PROVIDED PASSAGE:
Now a mayoral candidate, Cuomo has some gubernatorial regrets, including about police funding


Regrets, Andrew Cuomo has a few — and he believes they’re not too few to mention.

Fresh off of announcing he’s running for mayor this year, Cuomo acknowledged Thursday that he wishes he would’ve done some things differently while serving as governor, including as it relates to police funding.

But Cuomo — who has emerged as the front-runner in June’s Democratic primary to replace the embattled Mayor Adams — had no qualms about other candidates in the race accusing him of trying to carpetbag the election by moving to New York City only a few months ago in order to mount a campaign.

“When you’re governor, you’re still a New Yorker. New York City is in New York State, and I was obviously very, very involved with New York City,” Cuomo, who lived at his brother-in-law’s ritzy Westchester County home before his recent registration in the city, said after a campaign rally in Manhattan when asked by the Daily News about the carpetbagging accusations.

“So I’m a New Yorker 100% through and through.”

When it came to his actual regrets, Cuomo, speaking during his first question-and-answer session with reporters since launching his mayoral campaign last weekend, said he should have as governor “added more police to the MTA if I knew New York City was going to be cutting police, which obviously I didn’t know.”

Cuomo was referencing how the city, under Mayor Bill de Blasio, shifted about $850 million in funding away from the NYPD in 2020 amid calls for defunding the department in the wake of George Floyd’s murder.

A year before that city budget passed, Cuomo added 500 new officers to the MTA’s police force in 2019 that he at the time argued were needed to address fare-beating and homelessness in the subways.

NYPD officers patrol a subway station on March 6, 2024 in New York City. (Photo by Spencer Platt/Getty Images)

The move nearly doubled the MTA police force and drew controversy at the time from some Democrats who argued the policy was counterintuitive. After Cuomo’s press conference, though, his spokesman Rich Azzopardi clarified Cuomo actually wishes he would’ve hired even more MTA cops in 2019 to hedge against the NYPD cuts a year later.

ENTRIES PROVIDED:
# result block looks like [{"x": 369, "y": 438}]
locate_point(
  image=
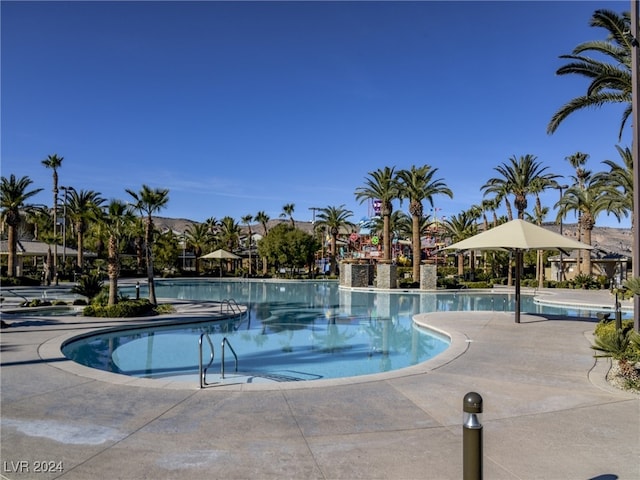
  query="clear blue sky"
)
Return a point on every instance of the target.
[{"x": 238, "y": 107}]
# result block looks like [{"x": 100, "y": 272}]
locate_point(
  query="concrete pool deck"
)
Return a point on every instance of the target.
[{"x": 548, "y": 411}]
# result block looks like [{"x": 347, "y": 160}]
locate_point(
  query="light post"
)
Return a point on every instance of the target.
[
  {"x": 64, "y": 228},
  {"x": 184, "y": 251},
  {"x": 561, "y": 275}
]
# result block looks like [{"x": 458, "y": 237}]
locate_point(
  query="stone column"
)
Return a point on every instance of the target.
[
  {"x": 354, "y": 275},
  {"x": 387, "y": 275},
  {"x": 428, "y": 277}
]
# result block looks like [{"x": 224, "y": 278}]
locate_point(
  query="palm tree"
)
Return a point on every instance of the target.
[
  {"x": 499, "y": 188},
  {"x": 334, "y": 219},
  {"x": 212, "y": 225},
  {"x": 247, "y": 219},
  {"x": 539, "y": 213},
  {"x": 520, "y": 177},
  {"x": 229, "y": 233},
  {"x": 578, "y": 160},
  {"x": 198, "y": 237},
  {"x": 381, "y": 185},
  {"x": 287, "y": 212},
  {"x": 417, "y": 184},
  {"x": 618, "y": 182},
  {"x": 589, "y": 202},
  {"x": 82, "y": 207},
  {"x": 457, "y": 228},
  {"x": 13, "y": 200},
  {"x": 116, "y": 219},
  {"x": 54, "y": 162},
  {"x": 149, "y": 201},
  {"x": 610, "y": 81},
  {"x": 263, "y": 219}
]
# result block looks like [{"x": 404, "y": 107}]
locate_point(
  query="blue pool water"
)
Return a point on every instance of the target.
[{"x": 293, "y": 330}]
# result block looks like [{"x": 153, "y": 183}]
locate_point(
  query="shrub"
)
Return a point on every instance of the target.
[
  {"x": 623, "y": 345},
  {"x": 36, "y": 302},
  {"x": 89, "y": 285},
  {"x": 476, "y": 284},
  {"x": 19, "y": 281},
  {"x": 126, "y": 308}
]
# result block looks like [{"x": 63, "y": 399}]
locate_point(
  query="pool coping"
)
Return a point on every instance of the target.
[{"x": 50, "y": 351}]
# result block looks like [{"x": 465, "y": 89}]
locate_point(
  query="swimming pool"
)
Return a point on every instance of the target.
[{"x": 293, "y": 330}]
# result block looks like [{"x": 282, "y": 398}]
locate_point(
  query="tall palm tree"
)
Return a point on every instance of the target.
[
  {"x": 198, "y": 237},
  {"x": 287, "y": 212},
  {"x": 610, "y": 80},
  {"x": 13, "y": 199},
  {"x": 520, "y": 177},
  {"x": 589, "y": 202},
  {"x": 263, "y": 219},
  {"x": 247, "y": 219},
  {"x": 116, "y": 220},
  {"x": 499, "y": 188},
  {"x": 82, "y": 207},
  {"x": 229, "y": 233},
  {"x": 54, "y": 162},
  {"x": 539, "y": 213},
  {"x": 381, "y": 185},
  {"x": 578, "y": 160},
  {"x": 212, "y": 224},
  {"x": 459, "y": 227},
  {"x": 149, "y": 201},
  {"x": 618, "y": 182},
  {"x": 417, "y": 185},
  {"x": 334, "y": 219}
]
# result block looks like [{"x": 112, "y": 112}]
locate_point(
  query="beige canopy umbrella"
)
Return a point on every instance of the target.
[
  {"x": 518, "y": 235},
  {"x": 220, "y": 254}
]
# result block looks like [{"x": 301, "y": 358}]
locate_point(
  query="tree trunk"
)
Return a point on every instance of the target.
[
  {"x": 334, "y": 244},
  {"x": 113, "y": 267},
  {"x": 149, "y": 252},
  {"x": 415, "y": 220},
  {"x": 11, "y": 258}
]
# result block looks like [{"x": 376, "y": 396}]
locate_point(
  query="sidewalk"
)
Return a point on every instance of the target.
[{"x": 548, "y": 413}]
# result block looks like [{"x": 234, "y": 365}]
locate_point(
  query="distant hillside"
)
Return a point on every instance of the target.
[{"x": 614, "y": 240}]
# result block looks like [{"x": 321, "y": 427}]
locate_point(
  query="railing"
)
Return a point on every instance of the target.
[
  {"x": 202, "y": 370},
  {"x": 226, "y": 342},
  {"x": 230, "y": 306}
]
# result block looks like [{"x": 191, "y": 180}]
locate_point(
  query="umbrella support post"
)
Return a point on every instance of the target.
[{"x": 518, "y": 270}]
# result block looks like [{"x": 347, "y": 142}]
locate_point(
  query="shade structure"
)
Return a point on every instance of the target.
[
  {"x": 518, "y": 235},
  {"x": 220, "y": 254}
]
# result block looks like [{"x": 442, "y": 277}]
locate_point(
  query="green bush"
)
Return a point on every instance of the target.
[
  {"x": 89, "y": 285},
  {"x": 124, "y": 309},
  {"x": 481, "y": 284},
  {"x": 36, "y": 302},
  {"x": 19, "y": 282}
]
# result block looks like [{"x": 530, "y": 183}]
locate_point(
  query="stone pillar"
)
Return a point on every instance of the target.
[
  {"x": 387, "y": 275},
  {"x": 354, "y": 275},
  {"x": 428, "y": 277}
]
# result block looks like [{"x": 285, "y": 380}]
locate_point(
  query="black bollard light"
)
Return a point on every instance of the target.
[{"x": 472, "y": 437}]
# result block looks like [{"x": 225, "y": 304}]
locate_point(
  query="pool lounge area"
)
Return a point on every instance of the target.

PROBLEM SET:
1. Answer these questions from the article on Cuomo's regrets as governor, one line each.
(a) About how much funding did the city shift away from the NYPD in 2020?
(b) How many new officers did Cuomo add to the MTA's police force in 2019?
(c) Who is Cuomo's spokesman?
2. Write the next part of the article on Cuomo's regrets as governor, continuing from its last sentence.

PER-TASK OUTPUTS:
1.
(a) About $850 million
(b) 500
(c) Rich Azzopardi

2.
Police funding is a thorny topic for Cuomo. Though he said Thursday that calling for law enforcement cuts is “dumb,” Cuomo argued in 2020 that the defund-the-police movement was a “legitimate” issue, and as governor he threatened to withhold state funding from departments in New York that didn’t enact certain civil rights reforms.

Besides the police funding issue, Cuomo said he wishes he would’ve “done much more preparatory work in the years” preceding the COVID-19 pandemic, which killed tens of thousands of New Yorkers in 2020 and 2021.

He cut himself some slack on the pandemic front, too, though, saying “no governor in the country” could’ve predicted COVID.

Cuomo didn’t mention regrets about a controversial policy he instituted at the outset of the pandemic barring nursing homes from refusing admission to guests diagnosed with COVID-19, a practice studies say resulted in many deaths. He also didn’t express regret about findings that he downplayed the number of such COVID-19 deaths in official tallies.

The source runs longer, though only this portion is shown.